What needs to be done: Present every line of the material below as a Markdown table with two columns, "Row" for the line number and "Line" for its text. Leave out blank lines.

Labeled point records:
START

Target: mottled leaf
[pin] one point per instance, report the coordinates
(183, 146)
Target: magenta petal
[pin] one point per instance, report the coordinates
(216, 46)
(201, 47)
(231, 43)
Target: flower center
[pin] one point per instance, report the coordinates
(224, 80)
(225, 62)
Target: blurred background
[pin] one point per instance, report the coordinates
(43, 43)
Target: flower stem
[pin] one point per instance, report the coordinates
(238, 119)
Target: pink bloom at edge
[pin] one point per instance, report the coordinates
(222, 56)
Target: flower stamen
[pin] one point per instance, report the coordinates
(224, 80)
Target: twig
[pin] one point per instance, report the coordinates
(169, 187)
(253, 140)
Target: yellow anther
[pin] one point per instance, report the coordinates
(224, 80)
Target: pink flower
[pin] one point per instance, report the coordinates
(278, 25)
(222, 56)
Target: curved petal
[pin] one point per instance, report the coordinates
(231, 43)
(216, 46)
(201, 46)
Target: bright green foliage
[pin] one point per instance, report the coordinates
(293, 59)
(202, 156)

END

Task answer:
| Row | Line |
|---|---|
| 1 | Target: mottled leaf |
| 2 | [pin] one point per instance, report the coordinates |
| 3 | (183, 146) |
| 4 | Target: magenta petal |
| 5 | [pin] one point per instance, report the coordinates |
| 6 | (216, 46) |
| 7 | (201, 47) |
| 8 | (231, 43) |
| 9 | Target: flower center |
| 10 | [pin] one point per instance, report the coordinates |
| 11 | (224, 80) |
| 12 | (225, 62) |
| 13 | Target: blurred background |
| 14 | [pin] one point per instance, report the coordinates |
| 15 | (43, 43) |
| 16 | Target: flower stem |
| 17 | [pin] one point per instance, report the coordinates |
| 18 | (238, 119) |
| 19 | Target: pink bloom at edge |
| 20 | [pin] one point per instance, report the coordinates |
| 21 | (222, 56) |
| 22 | Target: flower stamen |
| 23 | [pin] one point per instance, report the coordinates |
| 24 | (224, 80) |
| 25 | Target: twig |
| 26 | [pin] one point per instance, report the coordinates |
| 27 | (169, 187) |
| 28 | (253, 140) |
| 29 | Target: yellow anther |
| 30 | [pin] one point per instance, report the coordinates |
| 31 | (224, 80) |
| 32 | Target: pink flower |
| 33 | [pin] one point per instance, report the coordinates |
| 34 | (278, 25) |
| 35 | (222, 56) |
| 36 | Target: curved petal |
| 37 | [pin] one point per instance, report the coordinates |
| 38 | (231, 43) |
| 39 | (216, 46) |
| 40 | (201, 46) |
| 41 | Target: bright green foliage |
| 42 | [pin] one point per instance, report the coordinates |
| 43 | (293, 59) |
| 44 | (202, 156) |